Passage
Koth_Cabine is a King Of The Hill map for Team Fortress 2. I made it with a friend, as a personal project. I started by drawing sketches based on the experience we wanted our map to provide, then built most of the map geometry in Hammer. I also did some lighting, scripting, and experimented with 3D skyboxes. We iterated a lot, basing ourselves on playtests, to make the best experience possible.
A Vertical map
It was my first map project, and I wanted to make a vertical map with many opportunities for environmental kills. With the Pyro’s airblast, or the Scout’s Force-A-Nature for example, there were already several weapons/mechanics in TF2 that allowed players to push each other around, into bottomless pits or other deadly hazards.
I’ve always enjoyed those unconventional ways of neutralizing opponents, so I wanted a map where those abilities could be used at any time. A cylindrical, mostly vertical map, with only empty nothingness around it, ensures that you’re never too far away from being pushed to your death, or just clumsily falling to your doom yourself (which I find very funny too).
Different Paths for Different Classes
It’s part of TF2’s class-based gameplay that some classes have access to places that the others can’t reach. The Scout can double-jump, the Demoman can propel himself by detonating sticky bombs under his feet, and the Soldier can rocket-jump.
In Cabine however, this aspect of the game is more important than in other maps, because only those 3 classes have “easy” access to the control point. For the other classes to reach the point, they have to take the stairs to the top of the map, then fall down on it.
The classes that aren’t Demoman, Soldier, or Scout have to plan ahead when they want to get on the point, because they can’t reach it immediately. If they want to help a team-mate who is already on the point, most of the time they’ll be more helpful by patrolling around the point and preventing enemies from attacking him.
Also, the fact that they lose a little bit of health when falling down on the point encourages them to fall on the point with a Medic, or to get overhealed by one before they go ahead and launch their offensive.

The data
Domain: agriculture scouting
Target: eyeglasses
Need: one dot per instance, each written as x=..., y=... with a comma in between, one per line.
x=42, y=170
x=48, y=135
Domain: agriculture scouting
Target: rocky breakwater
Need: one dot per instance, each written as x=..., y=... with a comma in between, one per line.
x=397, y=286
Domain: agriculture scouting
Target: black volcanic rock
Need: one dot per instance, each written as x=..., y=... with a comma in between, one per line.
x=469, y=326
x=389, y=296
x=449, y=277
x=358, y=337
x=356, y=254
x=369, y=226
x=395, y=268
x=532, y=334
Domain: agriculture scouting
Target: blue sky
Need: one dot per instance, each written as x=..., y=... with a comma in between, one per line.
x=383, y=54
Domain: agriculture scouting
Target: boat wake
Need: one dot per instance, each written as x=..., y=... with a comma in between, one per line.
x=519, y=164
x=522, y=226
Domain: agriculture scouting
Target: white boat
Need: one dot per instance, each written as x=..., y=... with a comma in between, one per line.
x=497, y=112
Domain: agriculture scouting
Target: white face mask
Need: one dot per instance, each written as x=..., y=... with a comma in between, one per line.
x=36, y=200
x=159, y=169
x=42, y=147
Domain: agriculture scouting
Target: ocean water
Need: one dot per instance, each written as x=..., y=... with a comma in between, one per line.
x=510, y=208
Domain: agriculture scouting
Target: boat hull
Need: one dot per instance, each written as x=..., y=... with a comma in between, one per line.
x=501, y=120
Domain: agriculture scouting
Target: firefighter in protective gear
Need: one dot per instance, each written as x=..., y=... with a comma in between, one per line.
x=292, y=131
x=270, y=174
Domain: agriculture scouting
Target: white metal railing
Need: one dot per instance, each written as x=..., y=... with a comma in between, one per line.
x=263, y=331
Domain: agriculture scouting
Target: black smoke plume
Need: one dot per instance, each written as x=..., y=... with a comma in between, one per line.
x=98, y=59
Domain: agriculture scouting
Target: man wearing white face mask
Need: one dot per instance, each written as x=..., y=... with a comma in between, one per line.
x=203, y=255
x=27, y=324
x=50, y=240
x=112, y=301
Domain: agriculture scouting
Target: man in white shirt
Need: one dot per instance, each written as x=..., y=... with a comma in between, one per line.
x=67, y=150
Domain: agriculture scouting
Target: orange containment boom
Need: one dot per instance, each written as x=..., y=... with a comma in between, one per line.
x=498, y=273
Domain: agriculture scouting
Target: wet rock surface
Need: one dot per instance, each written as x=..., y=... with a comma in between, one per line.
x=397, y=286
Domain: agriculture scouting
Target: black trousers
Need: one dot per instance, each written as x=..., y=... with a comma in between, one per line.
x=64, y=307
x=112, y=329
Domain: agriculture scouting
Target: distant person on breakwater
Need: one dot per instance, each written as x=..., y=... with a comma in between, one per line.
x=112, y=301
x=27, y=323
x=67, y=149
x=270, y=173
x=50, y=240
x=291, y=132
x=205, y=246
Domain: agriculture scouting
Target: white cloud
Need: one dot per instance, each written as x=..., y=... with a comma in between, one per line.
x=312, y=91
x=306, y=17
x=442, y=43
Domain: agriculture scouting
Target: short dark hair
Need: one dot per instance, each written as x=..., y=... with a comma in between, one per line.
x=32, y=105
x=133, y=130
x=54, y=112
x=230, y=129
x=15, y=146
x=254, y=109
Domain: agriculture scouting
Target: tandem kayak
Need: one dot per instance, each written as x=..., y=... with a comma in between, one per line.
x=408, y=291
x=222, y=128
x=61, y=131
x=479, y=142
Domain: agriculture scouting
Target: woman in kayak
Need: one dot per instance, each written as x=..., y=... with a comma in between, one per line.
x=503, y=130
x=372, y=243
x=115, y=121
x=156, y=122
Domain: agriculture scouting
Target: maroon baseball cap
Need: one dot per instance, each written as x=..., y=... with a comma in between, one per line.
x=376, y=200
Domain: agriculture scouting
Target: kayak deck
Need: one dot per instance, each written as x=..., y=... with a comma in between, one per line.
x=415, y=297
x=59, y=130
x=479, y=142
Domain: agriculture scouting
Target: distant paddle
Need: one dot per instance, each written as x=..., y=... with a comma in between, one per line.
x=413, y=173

Tasks for this exercise
A – Write out the Koth_Cabine text word for word, everything from "The classes that" down to "from attacking him.".
B – Answer these questions from the Koth_Cabine text:
(i) In which program was most of the map geometry built?
(ii) Which three classes have "easy" access to the control point?
(iii) How do the other classes reach the control point?
C – Proceed with the Koth_Cabine text from the point where it stops.

Responses for each task
A –
The classes that aren’t Demoman, Soldier, or Scout have to plan ahead when they want to get on the point, because they can’t reach it immediately. If they want to help a team-mate who is already on the point, most of the time they’ll be more helpful by patrolling around the point and preventing enemies from attacking him.

B –
(i) Hammer.
(ii) The Scout, the Demoman, and the Soldier.
(iii) They take the stairs to the top of the map, then fall down on the point.

C –
All in all, it encourages people to play in a more interesting way, and this dynamic gives a specific “flavour” to this map, that you won’t find when playing on another one.
Preventing Projectile Spam
So as I’ve mentioned, people can go up on the rooftop, and then fall down directly on the point. Now if there was just a hole in the rooftop, it would also allow for projectile spam. A Soldier could just go on the rooftop, and spam the point with rockets from up there. So we devised a system to let players fall through, but not projectiles. (click here to see it).
Fine for a small number of players
The map has never been up on an online server, but being in a Game Design school makes playtesting possible even only on LAN. We’ve played countless games with other students, and as more and more people wanted to join in, we realized that due to the small size of the map, it’s funnier to play with only up to 12 players (so, two teams of 6).
This is both a bad and a good thing. For a Team Fortress 2 map, which is a game usually played with 20 to 24 players, a map that plays better with half of the usual player count removed feels weirdly inappropriate.
The good news is : the map is also tons of fun with as low as four players (2 vs 2), which is very handy when you just want to play with a few friends.